**WRITTEN TASK:** Give back the line where "Annotation task — locate each instance of the distant" appears and all the lines after it until the listing ends, unchanged and with nothing else.

**DATASET RECORDS:**
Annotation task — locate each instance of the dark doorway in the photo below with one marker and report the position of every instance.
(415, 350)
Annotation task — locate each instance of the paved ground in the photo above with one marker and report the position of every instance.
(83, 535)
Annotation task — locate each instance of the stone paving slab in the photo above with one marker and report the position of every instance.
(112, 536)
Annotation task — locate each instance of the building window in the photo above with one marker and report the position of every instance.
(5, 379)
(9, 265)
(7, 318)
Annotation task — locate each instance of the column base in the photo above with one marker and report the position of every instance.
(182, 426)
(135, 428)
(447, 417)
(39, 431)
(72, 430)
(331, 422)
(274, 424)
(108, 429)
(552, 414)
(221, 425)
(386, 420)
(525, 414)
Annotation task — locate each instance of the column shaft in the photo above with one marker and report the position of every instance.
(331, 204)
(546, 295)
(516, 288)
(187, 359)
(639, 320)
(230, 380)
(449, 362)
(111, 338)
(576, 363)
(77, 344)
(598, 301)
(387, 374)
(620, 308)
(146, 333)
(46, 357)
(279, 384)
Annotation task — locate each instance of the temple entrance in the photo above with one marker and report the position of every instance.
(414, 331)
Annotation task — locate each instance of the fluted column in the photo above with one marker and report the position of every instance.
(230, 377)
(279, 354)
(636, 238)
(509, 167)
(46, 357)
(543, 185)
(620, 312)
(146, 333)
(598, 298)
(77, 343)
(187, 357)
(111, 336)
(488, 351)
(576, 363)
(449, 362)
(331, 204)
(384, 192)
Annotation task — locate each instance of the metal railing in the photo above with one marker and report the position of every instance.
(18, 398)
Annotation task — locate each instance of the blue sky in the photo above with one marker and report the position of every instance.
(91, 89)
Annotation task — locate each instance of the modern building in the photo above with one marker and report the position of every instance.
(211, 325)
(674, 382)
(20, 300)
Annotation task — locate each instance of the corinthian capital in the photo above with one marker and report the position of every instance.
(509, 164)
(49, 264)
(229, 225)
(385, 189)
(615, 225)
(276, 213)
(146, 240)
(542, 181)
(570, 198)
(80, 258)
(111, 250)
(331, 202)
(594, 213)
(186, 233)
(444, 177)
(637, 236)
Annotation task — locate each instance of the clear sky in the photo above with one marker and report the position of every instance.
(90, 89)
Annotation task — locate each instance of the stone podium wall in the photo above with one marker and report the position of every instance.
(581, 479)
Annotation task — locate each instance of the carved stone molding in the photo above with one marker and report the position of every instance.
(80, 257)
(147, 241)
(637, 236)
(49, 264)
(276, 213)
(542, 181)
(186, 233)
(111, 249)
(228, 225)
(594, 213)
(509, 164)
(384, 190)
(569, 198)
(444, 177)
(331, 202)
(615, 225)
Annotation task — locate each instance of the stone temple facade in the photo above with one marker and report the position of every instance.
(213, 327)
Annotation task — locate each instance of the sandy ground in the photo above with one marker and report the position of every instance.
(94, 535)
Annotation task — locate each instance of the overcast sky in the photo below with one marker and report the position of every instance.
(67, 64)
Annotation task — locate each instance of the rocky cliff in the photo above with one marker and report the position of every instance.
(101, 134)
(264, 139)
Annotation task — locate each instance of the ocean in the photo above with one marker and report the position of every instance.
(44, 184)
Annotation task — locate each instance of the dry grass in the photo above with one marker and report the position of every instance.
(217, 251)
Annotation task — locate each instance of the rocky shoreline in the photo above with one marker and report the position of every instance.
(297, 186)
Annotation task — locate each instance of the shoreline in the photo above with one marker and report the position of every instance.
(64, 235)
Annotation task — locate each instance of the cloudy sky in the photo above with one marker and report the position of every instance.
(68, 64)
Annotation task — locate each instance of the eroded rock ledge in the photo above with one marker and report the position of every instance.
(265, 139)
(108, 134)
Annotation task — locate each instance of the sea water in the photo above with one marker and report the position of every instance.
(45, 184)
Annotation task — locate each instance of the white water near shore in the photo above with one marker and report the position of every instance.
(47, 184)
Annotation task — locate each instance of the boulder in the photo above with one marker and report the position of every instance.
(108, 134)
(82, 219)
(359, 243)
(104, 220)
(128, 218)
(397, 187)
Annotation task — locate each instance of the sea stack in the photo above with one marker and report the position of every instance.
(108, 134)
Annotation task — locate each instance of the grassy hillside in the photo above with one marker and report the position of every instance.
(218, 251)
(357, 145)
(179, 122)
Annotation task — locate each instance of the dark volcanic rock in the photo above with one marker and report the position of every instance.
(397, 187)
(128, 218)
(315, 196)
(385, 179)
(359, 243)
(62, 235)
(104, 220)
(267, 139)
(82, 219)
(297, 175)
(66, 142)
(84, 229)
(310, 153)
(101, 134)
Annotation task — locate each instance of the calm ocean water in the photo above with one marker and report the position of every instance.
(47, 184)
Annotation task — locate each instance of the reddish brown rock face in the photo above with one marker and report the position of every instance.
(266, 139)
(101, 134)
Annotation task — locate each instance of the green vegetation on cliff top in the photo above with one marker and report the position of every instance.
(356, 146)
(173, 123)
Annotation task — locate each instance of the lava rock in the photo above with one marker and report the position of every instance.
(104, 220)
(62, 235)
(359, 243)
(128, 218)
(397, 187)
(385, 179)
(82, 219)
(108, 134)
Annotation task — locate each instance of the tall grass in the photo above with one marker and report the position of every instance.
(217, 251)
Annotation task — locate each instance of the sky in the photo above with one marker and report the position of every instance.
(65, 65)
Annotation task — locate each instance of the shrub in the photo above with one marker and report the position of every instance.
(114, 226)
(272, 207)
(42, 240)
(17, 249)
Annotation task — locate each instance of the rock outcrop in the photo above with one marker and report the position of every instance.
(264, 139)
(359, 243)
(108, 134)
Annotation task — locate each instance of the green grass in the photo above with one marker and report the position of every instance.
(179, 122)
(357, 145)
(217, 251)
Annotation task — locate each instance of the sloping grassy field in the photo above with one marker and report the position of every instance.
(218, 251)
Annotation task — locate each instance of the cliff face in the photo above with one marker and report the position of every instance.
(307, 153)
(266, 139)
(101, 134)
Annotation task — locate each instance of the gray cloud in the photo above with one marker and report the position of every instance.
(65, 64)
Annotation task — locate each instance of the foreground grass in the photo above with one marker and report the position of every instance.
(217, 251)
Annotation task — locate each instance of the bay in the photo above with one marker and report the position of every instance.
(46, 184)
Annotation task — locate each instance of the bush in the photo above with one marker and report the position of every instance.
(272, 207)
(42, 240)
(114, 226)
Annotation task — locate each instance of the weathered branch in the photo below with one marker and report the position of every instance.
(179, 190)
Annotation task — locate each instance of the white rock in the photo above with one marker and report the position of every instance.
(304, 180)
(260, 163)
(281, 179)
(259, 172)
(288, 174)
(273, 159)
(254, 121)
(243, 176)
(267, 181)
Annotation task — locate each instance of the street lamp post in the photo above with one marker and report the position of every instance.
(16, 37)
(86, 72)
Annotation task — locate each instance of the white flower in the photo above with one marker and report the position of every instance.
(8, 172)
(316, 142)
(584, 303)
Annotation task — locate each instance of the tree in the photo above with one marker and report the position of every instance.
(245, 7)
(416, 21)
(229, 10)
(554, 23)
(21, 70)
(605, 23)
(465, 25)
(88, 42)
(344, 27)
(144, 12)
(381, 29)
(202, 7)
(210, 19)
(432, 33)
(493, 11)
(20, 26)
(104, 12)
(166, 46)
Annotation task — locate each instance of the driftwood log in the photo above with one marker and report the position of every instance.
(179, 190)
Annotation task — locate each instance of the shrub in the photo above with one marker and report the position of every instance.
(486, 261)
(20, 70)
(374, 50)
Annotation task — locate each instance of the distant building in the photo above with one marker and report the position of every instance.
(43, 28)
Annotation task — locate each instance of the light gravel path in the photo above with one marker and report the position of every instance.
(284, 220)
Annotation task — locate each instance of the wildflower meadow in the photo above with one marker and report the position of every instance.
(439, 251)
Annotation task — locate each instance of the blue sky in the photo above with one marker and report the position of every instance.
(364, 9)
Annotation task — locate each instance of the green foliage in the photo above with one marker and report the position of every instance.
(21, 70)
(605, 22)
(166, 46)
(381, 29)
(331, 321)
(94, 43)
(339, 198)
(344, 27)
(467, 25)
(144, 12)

**EXERCISE OUTPUT:**
Annotation task — locate each instance of the distant building in the photo above with one marker and report the position of every instance.
(43, 28)
Annotation task — locate each instance of the light gravel path in the photo above with one marker and report the position of every instance.
(284, 220)
Annotation task — locate each instance of the wildflower meadow in the photo above with one marker and report the position of every instance.
(439, 251)
Annotation task — locate each instance of the blue sky in the photo above with one marker and report the position of every instance.
(364, 9)
Annotation task — locate each instance of the green foliage in the photo above with one marker and report the position of every instance.
(21, 70)
(605, 22)
(166, 46)
(381, 29)
(331, 321)
(94, 43)
(339, 198)
(344, 27)
(467, 25)
(144, 12)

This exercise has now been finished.